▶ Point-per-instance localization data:
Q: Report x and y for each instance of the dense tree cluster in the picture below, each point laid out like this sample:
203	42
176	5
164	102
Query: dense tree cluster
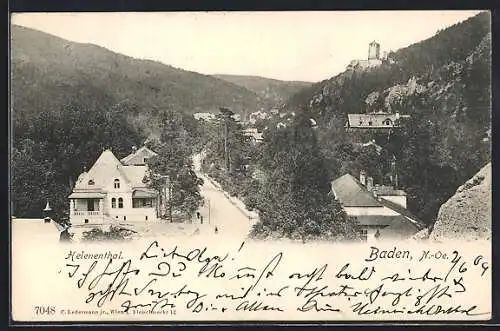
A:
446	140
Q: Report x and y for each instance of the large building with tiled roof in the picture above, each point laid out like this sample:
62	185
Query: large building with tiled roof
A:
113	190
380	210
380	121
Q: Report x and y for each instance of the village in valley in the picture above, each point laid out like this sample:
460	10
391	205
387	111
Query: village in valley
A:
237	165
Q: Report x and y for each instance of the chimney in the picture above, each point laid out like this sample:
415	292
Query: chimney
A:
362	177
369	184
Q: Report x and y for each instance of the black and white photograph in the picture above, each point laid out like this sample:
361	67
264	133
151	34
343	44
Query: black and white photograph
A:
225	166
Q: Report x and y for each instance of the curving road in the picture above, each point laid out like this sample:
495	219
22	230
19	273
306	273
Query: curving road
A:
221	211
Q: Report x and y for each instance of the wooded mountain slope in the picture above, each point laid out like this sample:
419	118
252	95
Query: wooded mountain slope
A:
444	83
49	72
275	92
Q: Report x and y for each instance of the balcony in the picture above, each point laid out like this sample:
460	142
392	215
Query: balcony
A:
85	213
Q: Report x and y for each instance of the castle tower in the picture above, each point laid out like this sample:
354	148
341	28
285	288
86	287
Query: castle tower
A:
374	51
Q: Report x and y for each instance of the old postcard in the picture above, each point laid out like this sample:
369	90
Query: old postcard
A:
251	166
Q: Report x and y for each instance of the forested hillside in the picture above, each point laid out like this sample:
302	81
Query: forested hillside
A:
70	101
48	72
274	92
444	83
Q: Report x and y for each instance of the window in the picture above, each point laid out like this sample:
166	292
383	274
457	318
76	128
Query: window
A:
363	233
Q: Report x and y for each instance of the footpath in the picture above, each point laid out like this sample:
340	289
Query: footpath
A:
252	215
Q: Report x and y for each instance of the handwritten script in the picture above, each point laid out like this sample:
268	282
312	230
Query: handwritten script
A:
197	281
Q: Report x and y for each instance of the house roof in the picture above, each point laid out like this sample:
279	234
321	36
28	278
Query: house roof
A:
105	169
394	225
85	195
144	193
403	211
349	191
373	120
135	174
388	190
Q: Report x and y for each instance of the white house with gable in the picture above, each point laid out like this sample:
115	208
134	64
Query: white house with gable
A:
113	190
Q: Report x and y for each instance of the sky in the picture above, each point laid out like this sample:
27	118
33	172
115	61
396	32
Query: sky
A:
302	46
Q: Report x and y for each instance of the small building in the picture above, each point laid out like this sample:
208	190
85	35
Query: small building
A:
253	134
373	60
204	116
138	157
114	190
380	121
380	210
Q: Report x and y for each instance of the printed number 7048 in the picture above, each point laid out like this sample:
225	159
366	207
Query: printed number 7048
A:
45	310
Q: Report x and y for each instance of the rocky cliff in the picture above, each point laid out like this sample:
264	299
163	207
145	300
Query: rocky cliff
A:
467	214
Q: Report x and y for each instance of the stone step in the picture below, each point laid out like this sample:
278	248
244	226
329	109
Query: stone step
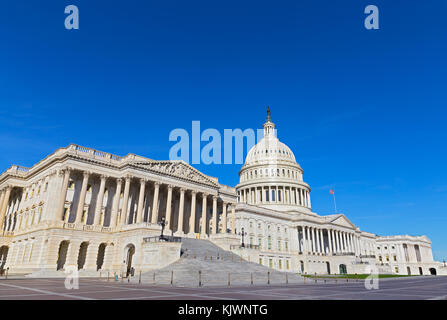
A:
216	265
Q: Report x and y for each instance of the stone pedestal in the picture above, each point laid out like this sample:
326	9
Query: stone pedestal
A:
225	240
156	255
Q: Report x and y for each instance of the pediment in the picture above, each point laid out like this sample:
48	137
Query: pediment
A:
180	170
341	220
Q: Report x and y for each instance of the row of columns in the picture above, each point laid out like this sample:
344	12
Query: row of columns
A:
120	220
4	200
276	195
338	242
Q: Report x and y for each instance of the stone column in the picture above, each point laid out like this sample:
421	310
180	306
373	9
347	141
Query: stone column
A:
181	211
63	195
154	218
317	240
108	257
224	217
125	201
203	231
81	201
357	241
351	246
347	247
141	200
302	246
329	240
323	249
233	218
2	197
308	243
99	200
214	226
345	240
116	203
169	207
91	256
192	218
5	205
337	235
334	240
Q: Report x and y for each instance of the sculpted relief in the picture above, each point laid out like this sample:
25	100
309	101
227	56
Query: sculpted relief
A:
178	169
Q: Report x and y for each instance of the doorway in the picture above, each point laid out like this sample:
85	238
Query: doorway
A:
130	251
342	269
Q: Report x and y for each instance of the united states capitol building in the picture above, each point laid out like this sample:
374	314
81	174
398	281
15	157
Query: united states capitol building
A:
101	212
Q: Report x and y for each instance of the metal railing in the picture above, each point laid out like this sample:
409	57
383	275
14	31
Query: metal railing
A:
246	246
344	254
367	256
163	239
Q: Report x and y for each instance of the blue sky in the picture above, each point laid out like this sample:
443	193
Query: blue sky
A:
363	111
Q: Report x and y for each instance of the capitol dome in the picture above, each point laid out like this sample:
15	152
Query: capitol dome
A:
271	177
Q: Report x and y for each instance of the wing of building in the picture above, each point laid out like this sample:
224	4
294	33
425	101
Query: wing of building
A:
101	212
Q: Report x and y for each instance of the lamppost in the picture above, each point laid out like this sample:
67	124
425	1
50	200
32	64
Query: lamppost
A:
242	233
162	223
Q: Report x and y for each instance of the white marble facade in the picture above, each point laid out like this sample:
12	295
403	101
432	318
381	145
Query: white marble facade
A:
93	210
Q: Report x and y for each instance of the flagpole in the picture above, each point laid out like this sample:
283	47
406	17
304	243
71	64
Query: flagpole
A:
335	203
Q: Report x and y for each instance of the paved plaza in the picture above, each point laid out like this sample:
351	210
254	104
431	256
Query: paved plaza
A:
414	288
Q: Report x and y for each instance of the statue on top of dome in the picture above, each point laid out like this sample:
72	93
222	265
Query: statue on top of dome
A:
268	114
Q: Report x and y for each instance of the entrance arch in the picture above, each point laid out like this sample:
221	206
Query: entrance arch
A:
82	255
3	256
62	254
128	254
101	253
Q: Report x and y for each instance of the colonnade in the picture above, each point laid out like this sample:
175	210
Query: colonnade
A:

▶ Task objective: For each line above that includes the word "forested", make a copy of that line.

▶ Solution:
Q: Report x and y for each instance of the forested hillside in the picture above, each point laid out like this sample:
Query: forested hillside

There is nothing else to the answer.